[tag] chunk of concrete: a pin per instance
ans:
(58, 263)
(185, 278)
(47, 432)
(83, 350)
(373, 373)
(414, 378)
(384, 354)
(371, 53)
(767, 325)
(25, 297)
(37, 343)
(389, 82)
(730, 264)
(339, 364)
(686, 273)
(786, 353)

◆ ◆ ◆ ◆

* ENUNCIADO DEL EJERCICIO
Indica, por favor, cuántas líneas de los ítems contienen la palabra "concrete". Responde solo con el número.

* RESULTADO DEL EJERCICIO
1